◆ Текст для чтения ◆

╔══

Русское лихолетье. История проигравших. Воспоминания русских эмигрантов времен революции 1917 года и Гражданской войны — страница 2 из 62

Нет, увы, мистер Толстой, никогда через наш отдел не проходило ничего подобного. Мы получили из Мюнхена только это. Да, в 1968 году, только это. Сколько вы еще пробудете в Нью-Йорке? Попробуйте зайти к нам через неделю, мы хотим для надежности позвонить некоторым ветеранам нашего отдела. Пожилые люди, они ведь, сами знаете, любят всякое такое помнить…

Но и через неделю, и через две поиск и звонки ни к чему не привели. Я вернулся в Европу ни с чем.

Прошел почти год, и в один распрекрасный вечер раздался телефонный звонок. Приятный мужской голос представился. Мое имя, сказал он, в данном случае ничего вам не скажет. Дело в том, что в прошлом году, когда вы были в Отделе устной истории, я слышал ваш рассказ, но вы меня при этом не видели. Мое рабочее место – за шкафом, а я не хотел вылезать и мешать. Тем более, что я ничем помочь не мог. Но меня заинтересовала сама проблема. Вы так долго ищете эти пленки и так точно знаете, что на них записано, что не может быть, чтобы они провалились сквозь землю. И я решил включиться в поиск. У меня есть кое-какая догадка. Но я русского языка не знаю, и вам предстоит отправиться на поиск самому. Вы планируете прилететь в Нью-Йорк еще раз?

╚══

◆ Выборка данных ◆
╔══

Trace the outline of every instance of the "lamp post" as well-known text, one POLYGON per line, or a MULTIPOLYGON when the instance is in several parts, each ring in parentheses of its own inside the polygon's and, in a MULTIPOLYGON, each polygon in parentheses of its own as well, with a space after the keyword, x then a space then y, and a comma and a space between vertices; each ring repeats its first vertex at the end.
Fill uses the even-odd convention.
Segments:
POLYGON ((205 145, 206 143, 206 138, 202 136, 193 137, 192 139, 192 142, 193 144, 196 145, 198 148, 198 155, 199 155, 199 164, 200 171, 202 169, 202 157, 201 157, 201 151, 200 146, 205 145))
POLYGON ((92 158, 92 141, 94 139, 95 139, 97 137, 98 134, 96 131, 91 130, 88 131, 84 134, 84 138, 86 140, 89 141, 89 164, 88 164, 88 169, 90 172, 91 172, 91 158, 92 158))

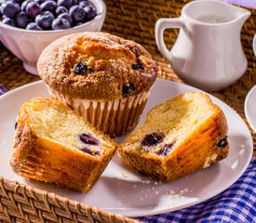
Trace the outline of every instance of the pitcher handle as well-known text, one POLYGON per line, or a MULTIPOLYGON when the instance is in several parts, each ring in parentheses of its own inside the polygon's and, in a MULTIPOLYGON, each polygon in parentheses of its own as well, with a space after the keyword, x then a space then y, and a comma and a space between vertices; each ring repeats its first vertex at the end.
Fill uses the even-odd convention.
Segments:
POLYGON ((170 51, 167 48, 164 41, 164 31, 168 28, 183 28, 184 22, 183 20, 179 18, 162 18, 159 19, 155 26, 155 37, 156 41, 157 47, 163 56, 167 59, 171 58, 170 51))

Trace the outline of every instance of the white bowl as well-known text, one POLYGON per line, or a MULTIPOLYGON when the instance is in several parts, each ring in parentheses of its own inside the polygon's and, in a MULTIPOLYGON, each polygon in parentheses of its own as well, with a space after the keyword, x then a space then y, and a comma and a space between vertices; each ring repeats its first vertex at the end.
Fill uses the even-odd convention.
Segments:
POLYGON ((24 69, 37 75, 36 62, 42 50, 54 40, 70 33, 84 31, 101 31, 106 16, 106 6, 102 0, 91 0, 97 16, 90 21, 67 30, 28 31, 15 28, 0 21, 0 40, 5 46, 23 61, 24 69))

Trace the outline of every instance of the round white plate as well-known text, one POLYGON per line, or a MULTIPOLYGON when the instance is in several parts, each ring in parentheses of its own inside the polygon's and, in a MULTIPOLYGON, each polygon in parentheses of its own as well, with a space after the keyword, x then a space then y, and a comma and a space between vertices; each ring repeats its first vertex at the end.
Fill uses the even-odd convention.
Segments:
MULTIPOLYGON (((196 88, 157 79, 141 116, 154 106, 196 88)), ((47 97, 42 81, 35 82, 0 97, 0 176, 34 188, 55 192, 82 203, 126 216, 141 216, 178 210, 201 203, 222 192, 244 173, 252 156, 253 145, 249 128, 239 115, 225 103, 210 96, 225 113, 229 125, 230 152, 220 163, 169 183, 145 178, 126 168, 115 154, 106 170, 88 193, 80 193, 37 181, 27 181, 14 174, 8 160, 12 152, 16 115, 24 101, 32 97, 47 97)), ((117 138, 122 142, 127 136, 117 138)))
POLYGON ((256 133, 256 85, 247 94, 245 100, 245 114, 249 125, 256 133))

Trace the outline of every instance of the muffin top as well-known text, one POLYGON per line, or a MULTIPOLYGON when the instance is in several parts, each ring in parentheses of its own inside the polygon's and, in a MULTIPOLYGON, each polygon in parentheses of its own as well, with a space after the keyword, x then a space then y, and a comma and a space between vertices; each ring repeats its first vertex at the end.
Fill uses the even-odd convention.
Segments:
POLYGON ((38 59, 43 81, 74 98, 114 100, 150 89, 157 67, 141 45, 105 33, 80 33, 50 44, 38 59))

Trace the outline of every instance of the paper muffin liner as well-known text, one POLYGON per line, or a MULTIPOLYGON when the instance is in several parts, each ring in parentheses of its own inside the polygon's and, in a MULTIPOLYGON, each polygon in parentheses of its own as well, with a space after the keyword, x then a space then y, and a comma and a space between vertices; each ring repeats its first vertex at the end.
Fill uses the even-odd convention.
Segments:
POLYGON ((111 137, 119 137, 132 130, 140 121, 149 91, 114 101, 73 98, 47 86, 50 97, 72 107, 97 129, 111 137))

╚══

◆ Что нужно ◆
Перепишите без изменений отрывок из рассказа о поисках пленок: начните с того места, где стоят слова «Русское лихолетье. История», и остановитесь после слов «Европу ни с чем.». Листинг для работы не понадобится.

◆ Решение задачи ◆
Русское лихолетье. История проигравших. Воспоминания русских эмигрантов времен революции 1917 года и Гражданской войны — страница 2 из 62

Нет, увы, мистер Толстой, никогда через наш отдел не проходило ничего подобного. Мы получили из Мюнхена только это. Да, в 1968 году, только это. Сколько вы еще пробудете в Нью-Йорке? Попробуйте зайти к нам через неделю, мы хотим для надежности позвонить некоторым ветеранам нашего отдела. Пожилые люди, они ведь, сами знаете, любят всякое такое помнить…

Но и через неделю, и через две поиск и звонки ни к чему не привели. Я вернулся в Европу ни с чем.